### AIM OF THE TASK:
Reproduce every one of the records, substituting "trace every instance" for each occurrence of "outline every instance" and leaving all other text unaltered.

Segmentation labeling entries
— BEGIN —

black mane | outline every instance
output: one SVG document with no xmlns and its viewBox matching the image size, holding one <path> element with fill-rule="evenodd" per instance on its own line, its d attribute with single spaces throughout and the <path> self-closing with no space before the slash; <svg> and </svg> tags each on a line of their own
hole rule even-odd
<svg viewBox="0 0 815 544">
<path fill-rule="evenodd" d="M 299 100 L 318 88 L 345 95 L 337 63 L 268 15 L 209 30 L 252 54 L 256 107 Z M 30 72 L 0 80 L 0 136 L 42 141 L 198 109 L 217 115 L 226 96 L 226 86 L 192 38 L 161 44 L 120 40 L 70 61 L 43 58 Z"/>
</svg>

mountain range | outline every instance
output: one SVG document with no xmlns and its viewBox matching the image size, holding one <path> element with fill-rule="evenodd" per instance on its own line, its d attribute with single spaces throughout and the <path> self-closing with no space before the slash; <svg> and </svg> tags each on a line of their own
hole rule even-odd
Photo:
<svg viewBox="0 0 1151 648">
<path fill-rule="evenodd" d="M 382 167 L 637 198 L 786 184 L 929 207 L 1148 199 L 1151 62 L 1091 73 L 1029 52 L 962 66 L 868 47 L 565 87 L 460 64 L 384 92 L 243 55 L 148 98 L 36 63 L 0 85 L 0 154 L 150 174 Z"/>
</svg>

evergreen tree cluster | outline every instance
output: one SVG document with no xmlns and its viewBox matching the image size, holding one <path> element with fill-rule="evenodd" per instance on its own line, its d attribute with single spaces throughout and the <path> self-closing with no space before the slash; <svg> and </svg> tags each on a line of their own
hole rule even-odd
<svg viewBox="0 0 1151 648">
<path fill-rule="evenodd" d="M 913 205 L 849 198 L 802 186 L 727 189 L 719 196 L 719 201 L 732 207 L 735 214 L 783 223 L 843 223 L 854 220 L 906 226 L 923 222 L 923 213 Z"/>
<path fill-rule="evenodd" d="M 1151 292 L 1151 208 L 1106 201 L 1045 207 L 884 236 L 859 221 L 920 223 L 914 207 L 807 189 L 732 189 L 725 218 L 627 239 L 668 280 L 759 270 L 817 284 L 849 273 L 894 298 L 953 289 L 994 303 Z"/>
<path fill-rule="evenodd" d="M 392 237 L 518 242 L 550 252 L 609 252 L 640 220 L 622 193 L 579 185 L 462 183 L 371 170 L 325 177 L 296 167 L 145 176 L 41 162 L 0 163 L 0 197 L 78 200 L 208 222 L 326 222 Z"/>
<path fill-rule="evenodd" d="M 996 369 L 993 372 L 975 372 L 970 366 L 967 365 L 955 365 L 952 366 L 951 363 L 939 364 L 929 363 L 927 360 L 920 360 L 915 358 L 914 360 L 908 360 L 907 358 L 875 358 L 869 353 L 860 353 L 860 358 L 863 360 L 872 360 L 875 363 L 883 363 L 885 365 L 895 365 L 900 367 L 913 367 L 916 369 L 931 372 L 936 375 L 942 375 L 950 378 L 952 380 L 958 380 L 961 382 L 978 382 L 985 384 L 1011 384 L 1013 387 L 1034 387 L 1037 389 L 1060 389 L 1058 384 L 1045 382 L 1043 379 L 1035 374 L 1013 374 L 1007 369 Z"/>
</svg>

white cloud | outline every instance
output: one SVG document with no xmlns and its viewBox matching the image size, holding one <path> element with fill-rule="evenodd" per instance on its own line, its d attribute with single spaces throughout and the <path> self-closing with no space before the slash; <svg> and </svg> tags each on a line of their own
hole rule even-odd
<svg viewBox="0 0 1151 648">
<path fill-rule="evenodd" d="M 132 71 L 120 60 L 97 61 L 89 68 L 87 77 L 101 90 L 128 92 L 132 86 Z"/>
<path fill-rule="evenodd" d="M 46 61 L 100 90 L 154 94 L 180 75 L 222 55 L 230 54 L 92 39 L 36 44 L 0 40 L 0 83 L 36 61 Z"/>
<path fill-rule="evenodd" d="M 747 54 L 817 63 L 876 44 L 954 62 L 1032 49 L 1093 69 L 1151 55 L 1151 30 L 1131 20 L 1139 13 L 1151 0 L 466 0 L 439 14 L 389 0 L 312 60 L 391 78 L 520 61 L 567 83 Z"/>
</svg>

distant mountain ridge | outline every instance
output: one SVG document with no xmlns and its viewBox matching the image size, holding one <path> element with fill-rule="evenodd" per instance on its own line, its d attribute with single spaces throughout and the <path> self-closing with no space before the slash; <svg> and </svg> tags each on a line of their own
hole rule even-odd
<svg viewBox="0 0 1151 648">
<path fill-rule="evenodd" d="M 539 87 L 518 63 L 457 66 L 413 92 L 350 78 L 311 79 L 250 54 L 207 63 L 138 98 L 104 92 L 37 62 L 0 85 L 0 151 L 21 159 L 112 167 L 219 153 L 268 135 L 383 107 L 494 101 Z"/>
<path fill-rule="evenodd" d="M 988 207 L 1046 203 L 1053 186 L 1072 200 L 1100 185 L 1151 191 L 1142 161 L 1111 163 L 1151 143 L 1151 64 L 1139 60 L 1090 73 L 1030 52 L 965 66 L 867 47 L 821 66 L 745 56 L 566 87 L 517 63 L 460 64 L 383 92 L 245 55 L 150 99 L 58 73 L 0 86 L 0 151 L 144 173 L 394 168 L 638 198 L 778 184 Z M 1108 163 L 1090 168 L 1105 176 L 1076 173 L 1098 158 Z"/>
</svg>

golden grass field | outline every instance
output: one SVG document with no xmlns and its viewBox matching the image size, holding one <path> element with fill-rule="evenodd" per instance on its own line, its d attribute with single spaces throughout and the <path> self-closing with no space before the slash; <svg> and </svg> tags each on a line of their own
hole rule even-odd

— END —

### THE REPLY:
black mane | trace every instance
output: one SVG document with no xmlns and its viewBox matching the image size, holding one <path> element with fill-rule="evenodd" per instance on its own line, its d attribute with single spaces throughout and the <path> self-closing with no space before the slash; <svg> and </svg> tags each on a line of their own
hole rule even-odd
<svg viewBox="0 0 815 544">
<path fill-rule="evenodd" d="M 299 100 L 318 88 L 345 95 L 337 63 L 268 15 L 209 30 L 252 54 L 256 107 Z M 30 72 L 0 80 L 0 136 L 42 141 L 198 109 L 217 115 L 226 96 L 226 86 L 192 38 L 161 44 L 120 40 L 70 61 L 43 58 Z"/>
</svg>

mountain range | trace every instance
output: one SVG document with no xmlns and its viewBox matching the image size, holding one <path> element with fill-rule="evenodd" per instance on its own line, its d attribute with single spaces throughout and the <path> self-closing with no space before the slash; <svg> and </svg> tags each on a line of their own
hole rule even-odd
Photo:
<svg viewBox="0 0 1151 648">
<path fill-rule="evenodd" d="M 382 167 L 637 198 L 786 184 L 929 207 L 1148 199 L 1151 62 L 1091 73 L 1029 52 L 962 66 L 868 47 L 565 87 L 460 64 L 384 92 L 243 55 L 148 98 L 36 63 L 0 85 L 0 154 L 150 174 Z"/>
</svg>

evergreen tree cluster | trace every instance
output: one SVG document with no xmlns and its viewBox matching the image size, holding one <path> element with fill-rule="evenodd" per instance on its own line, its d attribute with single spaces throughout and the <path> self-closing with no space before the slash; <svg> and </svg> tags each on a line of their own
hole rule even-odd
<svg viewBox="0 0 1151 648">
<path fill-rule="evenodd" d="M 913 205 L 849 198 L 802 186 L 727 189 L 719 196 L 719 201 L 732 207 L 735 214 L 783 223 L 843 223 L 854 220 L 906 226 L 923 222 L 923 213 Z"/>
<path fill-rule="evenodd" d="M 1151 292 L 1151 208 L 1106 201 L 1045 207 L 884 236 L 859 221 L 920 223 L 914 207 L 807 189 L 732 189 L 725 218 L 627 239 L 668 280 L 759 270 L 817 284 L 849 273 L 894 298 L 953 289 L 994 303 Z"/>
<path fill-rule="evenodd" d="M 392 237 L 518 242 L 550 252 L 609 252 L 640 220 L 622 193 L 579 185 L 462 183 L 371 170 L 325 177 L 296 167 L 145 176 L 41 162 L 0 163 L 0 197 L 78 200 L 208 222 L 326 222 Z"/>
<path fill-rule="evenodd" d="M 996 369 L 993 372 L 975 372 L 970 366 L 967 365 L 955 365 L 952 366 L 951 363 L 939 364 L 929 363 L 927 360 L 920 360 L 915 358 L 914 360 L 908 360 L 907 358 L 875 358 L 869 353 L 860 353 L 860 358 L 863 360 L 872 360 L 875 363 L 883 363 L 885 365 L 895 365 L 900 367 L 913 367 L 916 369 L 931 372 L 936 375 L 942 375 L 950 378 L 952 380 L 958 380 L 961 382 L 978 382 L 985 384 L 1011 384 L 1013 387 L 1034 387 L 1037 389 L 1060 389 L 1058 384 L 1045 382 L 1043 379 L 1035 374 L 1013 374 L 1007 369 Z"/>
</svg>

white cloud | trace every instance
output: one SVG document with no xmlns and its viewBox matching the image size, holding one <path> element with fill-rule="evenodd" per instance on its own line, its d attribute with single spaces throughout and the <path> self-closing with no space before the slash; <svg> and </svg> tags each on a line of their own
hole rule even-odd
<svg viewBox="0 0 1151 648">
<path fill-rule="evenodd" d="M 132 71 L 120 60 L 97 61 L 89 68 L 87 77 L 101 90 L 128 92 L 132 86 Z"/>
<path fill-rule="evenodd" d="M 46 61 L 100 90 L 154 94 L 180 75 L 222 55 L 230 54 L 92 39 L 36 44 L 0 40 L 0 83 L 36 61 Z"/>
<path fill-rule="evenodd" d="M 747 54 L 817 63 L 876 44 L 954 62 L 1032 49 L 1093 69 L 1151 55 L 1151 30 L 1131 20 L 1139 13 L 1151 0 L 466 0 L 439 14 L 389 0 L 312 60 L 391 78 L 520 61 L 567 83 Z"/>
</svg>

distant mountain ridge | trace every instance
output: one SVG document with no xmlns and its viewBox matching the image size, holding one <path> element with fill-rule="evenodd" per instance on its own line, its d attribute with single spaces throughout and the <path> self-closing with no space before the slash; <svg> and </svg> tags each on a line of their own
hole rule even-odd
<svg viewBox="0 0 1151 648">
<path fill-rule="evenodd" d="M 539 87 L 518 63 L 457 66 L 413 92 L 350 78 L 311 79 L 250 54 L 207 63 L 138 98 L 104 92 L 37 62 L 0 85 L 0 151 L 21 159 L 112 167 L 219 153 L 268 135 L 383 107 L 494 101 Z"/>
<path fill-rule="evenodd" d="M 988 207 L 1046 203 L 1053 186 L 1072 200 L 1100 185 L 1151 191 L 1142 161 L 1111 163 L 1151 143 L 1151 64 L 1139 60 L 1090 73 L 1030 52 L 965 66 L 867 47 L 821 66 L 745 56 L 566 87 L 517 63 L 460 64 L 383 92 L 245 55 L 150 99 L 58 73 L 0 86 L 0 151 L 144 173 L 394 168 L 638 198 L 778 184 Z M 1108 163 L 1090 168 L 1105 176 L 1076 173 L 1098 158 Z"/>
</svg>

golden grass field | trace every instance
output: one SVG document with no xmlns and its viewBox matching the image size, holding one <path> element with fill-rule="evenodd" per instance on its own line, its d attribute with single spaces throughout and the <path> self-closing with no space before the slash; <svg> and </svg> tags each on a line of their own
hole rule even-odd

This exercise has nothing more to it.